Can you quote exactly the stretch of lines from the one with "Where can you find the white peaked" through the final line of the material, both ends included?

......

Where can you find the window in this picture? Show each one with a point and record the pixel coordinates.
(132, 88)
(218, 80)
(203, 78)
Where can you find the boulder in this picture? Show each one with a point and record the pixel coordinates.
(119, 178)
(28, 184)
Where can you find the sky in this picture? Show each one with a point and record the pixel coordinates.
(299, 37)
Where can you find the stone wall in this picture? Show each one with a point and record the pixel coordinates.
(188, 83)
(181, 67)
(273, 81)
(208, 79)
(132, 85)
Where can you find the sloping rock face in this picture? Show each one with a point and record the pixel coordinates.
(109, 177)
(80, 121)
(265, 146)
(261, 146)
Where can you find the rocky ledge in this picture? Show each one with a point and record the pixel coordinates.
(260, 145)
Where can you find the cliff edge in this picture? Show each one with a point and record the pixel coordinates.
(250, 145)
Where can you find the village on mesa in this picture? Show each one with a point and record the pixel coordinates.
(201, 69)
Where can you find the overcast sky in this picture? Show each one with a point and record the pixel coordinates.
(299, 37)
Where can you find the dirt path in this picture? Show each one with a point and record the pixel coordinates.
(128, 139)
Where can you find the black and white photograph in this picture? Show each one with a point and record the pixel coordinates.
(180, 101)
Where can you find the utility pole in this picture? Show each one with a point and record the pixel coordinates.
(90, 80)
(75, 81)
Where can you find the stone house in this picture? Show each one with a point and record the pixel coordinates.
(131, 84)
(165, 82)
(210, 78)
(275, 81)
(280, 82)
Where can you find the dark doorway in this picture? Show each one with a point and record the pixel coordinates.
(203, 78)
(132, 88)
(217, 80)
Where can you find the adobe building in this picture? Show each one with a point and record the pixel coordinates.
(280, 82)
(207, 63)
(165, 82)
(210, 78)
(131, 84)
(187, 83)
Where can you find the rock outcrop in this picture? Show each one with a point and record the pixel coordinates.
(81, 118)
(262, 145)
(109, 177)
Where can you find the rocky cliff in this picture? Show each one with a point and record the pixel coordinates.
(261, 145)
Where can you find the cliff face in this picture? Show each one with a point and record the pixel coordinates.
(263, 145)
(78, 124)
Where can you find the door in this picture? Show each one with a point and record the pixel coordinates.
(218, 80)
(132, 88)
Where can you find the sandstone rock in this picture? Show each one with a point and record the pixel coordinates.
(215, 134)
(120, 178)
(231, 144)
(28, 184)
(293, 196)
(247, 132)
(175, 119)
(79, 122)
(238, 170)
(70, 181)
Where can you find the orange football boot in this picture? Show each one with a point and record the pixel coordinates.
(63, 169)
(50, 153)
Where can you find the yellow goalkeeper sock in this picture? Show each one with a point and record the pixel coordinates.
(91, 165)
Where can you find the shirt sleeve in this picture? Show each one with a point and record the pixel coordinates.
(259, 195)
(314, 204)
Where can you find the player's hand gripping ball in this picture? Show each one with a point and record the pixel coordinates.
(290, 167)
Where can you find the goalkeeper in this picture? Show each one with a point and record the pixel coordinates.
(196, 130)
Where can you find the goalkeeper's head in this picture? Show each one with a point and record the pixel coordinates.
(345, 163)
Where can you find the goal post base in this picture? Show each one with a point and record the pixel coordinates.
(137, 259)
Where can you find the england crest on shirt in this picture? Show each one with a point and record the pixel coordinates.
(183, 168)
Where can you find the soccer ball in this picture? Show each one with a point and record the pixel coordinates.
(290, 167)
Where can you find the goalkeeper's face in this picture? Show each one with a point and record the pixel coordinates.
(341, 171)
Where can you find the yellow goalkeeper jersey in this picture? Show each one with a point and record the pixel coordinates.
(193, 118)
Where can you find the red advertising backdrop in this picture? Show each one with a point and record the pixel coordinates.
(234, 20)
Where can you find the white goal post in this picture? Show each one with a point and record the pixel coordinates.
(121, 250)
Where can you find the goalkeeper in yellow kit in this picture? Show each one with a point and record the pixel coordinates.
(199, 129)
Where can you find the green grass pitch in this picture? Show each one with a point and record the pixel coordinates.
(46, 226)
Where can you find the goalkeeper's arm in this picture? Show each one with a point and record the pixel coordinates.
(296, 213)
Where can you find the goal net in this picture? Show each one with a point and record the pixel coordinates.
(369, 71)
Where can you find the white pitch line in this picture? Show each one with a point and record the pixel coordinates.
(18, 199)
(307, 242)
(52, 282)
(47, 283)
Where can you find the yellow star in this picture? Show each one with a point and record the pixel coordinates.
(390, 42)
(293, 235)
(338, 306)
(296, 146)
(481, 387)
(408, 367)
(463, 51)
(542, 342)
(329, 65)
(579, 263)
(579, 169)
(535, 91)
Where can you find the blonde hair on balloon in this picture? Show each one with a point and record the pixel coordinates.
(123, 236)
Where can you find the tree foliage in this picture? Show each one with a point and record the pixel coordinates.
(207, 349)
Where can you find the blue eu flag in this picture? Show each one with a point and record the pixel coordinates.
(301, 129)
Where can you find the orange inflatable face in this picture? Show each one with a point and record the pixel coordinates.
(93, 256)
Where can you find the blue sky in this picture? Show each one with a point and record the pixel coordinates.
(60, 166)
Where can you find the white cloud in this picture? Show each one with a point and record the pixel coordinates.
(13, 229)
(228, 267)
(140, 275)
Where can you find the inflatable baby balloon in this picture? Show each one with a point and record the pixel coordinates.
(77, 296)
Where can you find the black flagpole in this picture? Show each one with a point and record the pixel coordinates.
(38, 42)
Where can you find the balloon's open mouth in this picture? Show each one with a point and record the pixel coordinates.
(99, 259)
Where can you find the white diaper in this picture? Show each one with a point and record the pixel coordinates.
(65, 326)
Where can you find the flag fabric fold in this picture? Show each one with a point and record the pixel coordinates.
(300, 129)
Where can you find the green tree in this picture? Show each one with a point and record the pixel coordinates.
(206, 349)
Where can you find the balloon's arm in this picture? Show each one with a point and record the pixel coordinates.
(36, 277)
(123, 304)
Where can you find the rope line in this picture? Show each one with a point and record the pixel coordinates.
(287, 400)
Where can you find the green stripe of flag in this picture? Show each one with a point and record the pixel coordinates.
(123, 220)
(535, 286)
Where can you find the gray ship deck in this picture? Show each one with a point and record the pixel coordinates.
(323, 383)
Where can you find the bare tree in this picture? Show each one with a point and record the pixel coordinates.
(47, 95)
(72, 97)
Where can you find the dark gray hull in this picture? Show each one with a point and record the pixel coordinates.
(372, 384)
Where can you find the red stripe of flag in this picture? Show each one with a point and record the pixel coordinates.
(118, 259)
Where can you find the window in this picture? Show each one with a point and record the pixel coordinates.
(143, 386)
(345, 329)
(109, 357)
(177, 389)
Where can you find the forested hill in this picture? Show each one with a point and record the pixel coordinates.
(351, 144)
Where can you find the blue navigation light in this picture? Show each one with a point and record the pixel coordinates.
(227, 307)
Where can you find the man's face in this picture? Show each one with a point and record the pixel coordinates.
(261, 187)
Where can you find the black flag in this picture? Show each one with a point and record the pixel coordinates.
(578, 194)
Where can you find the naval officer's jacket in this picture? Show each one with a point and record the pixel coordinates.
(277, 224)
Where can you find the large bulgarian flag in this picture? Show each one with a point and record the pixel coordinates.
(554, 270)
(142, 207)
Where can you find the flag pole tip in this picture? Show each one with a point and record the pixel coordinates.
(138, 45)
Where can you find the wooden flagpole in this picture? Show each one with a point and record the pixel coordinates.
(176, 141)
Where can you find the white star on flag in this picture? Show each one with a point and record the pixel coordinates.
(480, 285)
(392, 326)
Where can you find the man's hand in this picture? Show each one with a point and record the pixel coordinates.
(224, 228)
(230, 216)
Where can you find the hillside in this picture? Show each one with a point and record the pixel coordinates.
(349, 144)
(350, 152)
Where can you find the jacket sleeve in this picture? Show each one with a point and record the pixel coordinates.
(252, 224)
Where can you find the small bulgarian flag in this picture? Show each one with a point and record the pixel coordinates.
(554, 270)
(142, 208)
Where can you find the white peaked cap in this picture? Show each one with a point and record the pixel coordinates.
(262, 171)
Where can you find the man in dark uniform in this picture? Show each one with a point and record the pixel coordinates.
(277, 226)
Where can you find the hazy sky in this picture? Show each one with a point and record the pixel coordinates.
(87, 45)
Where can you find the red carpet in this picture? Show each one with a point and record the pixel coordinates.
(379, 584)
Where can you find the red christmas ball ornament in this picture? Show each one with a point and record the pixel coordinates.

......

- [ANSWER TO THIS TASK]
Where can you find the white peaked cap in this picture? Show each one with a point and record the pixel coordinates.
(262, 171)
Where can you find the man in dark uniform in this picture? Show each one with a point and record the pixel coordinates.
(277, 226)
Where can you find the hazy sky in this picture? Show each one with a point and record the pixel coordinates.
(87, 45)
Where can you find the red carpet in this picture? Show each one with a point and record the pixel coordinates.
(379, 584)
Where can you find the red christmas ball ornament in this picture? Show each one with a point and record the pixel coordinates.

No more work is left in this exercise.